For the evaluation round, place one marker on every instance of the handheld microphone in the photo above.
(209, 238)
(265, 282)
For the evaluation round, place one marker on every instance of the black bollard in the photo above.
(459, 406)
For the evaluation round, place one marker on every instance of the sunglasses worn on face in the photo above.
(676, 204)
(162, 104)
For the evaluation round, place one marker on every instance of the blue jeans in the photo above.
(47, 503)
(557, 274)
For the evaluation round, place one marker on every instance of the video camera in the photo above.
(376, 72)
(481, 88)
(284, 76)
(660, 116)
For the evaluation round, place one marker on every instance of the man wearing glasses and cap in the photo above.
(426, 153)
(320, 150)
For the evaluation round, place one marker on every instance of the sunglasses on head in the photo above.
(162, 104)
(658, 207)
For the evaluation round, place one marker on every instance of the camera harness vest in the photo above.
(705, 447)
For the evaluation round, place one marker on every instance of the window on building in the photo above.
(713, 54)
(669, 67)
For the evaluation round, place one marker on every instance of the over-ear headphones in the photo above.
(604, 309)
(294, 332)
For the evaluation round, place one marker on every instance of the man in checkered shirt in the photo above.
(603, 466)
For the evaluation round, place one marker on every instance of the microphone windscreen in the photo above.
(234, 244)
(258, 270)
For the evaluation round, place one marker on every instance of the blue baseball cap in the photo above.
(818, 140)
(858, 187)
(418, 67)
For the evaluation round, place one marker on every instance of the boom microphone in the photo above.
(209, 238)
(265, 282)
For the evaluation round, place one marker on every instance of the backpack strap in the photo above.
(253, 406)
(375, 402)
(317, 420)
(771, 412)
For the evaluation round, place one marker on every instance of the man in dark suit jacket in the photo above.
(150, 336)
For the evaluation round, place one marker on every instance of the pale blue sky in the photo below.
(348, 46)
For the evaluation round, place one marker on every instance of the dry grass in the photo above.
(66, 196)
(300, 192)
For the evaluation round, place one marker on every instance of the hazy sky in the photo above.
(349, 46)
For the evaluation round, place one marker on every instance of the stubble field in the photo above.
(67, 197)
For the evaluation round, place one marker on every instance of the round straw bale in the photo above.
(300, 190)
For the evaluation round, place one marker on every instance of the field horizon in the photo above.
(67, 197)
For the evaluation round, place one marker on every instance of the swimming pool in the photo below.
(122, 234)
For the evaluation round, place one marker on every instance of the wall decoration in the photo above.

Work instructions | Put everything from the line containing "boom microphone in the photo above." down to the end of the data into a Markdown table with two columns, Row and Entry. Give each line its own numbered row and leave out blank lines.

The solution |
| Row | Entry |
|---|---|
| 1 | For the evaluation round, place one marker on every instance of the boom microphone in the photo above. |
| 2 | (209, 238) |
| 3 | (265, 282) |
| 4 | For the evaluation round, place one marker on every instance of the backpack strap in the photo above. |
| 5 | (253, 406) |
| 6 | (375, 402) |
| 7 | (317, 420) |
| 8 | (771, 412) |
| 9 | For the evaluation round, place one marker on every instance of the man in dark suit jacket in the photo above. |
| 10 | (150, 336) |
| 11 | For the evaluation round, place one marker on every instance of the pale blue sky in the photo below. |
| 12 | (348, 46) |
| 13 | For the evaluation round, place one marker on every instance of the dry grass in the photo above. |
| 14 | (66, 196) |
| 15 | (300, 192) |
| 16 | For the evaluation round, place one marker on every instance of the hazy sky in the photo above. |
| 17 | (349, 46) |
| 18 | For the evaluation round, place one marker on every instance of the stubble field in the photo above. |
| 19 | (67, 197) |
| 20 | For the evaluation round, place one marker on every instance of the round straw bale in the photo above. |
| 21 | (300, 190) |
| 22 | For the evaluation round, place one marker on every instance of the field horizon in the photo above. |
| 23 | (67, 197) |
| 24 | For the evaluation round, place one marker on every instance of the swimming pool in the photo below. |
| 25 | (122, 234) |
| 26 | For the evaluation round, place one marker on every instance of the wall decoration in the photo above. |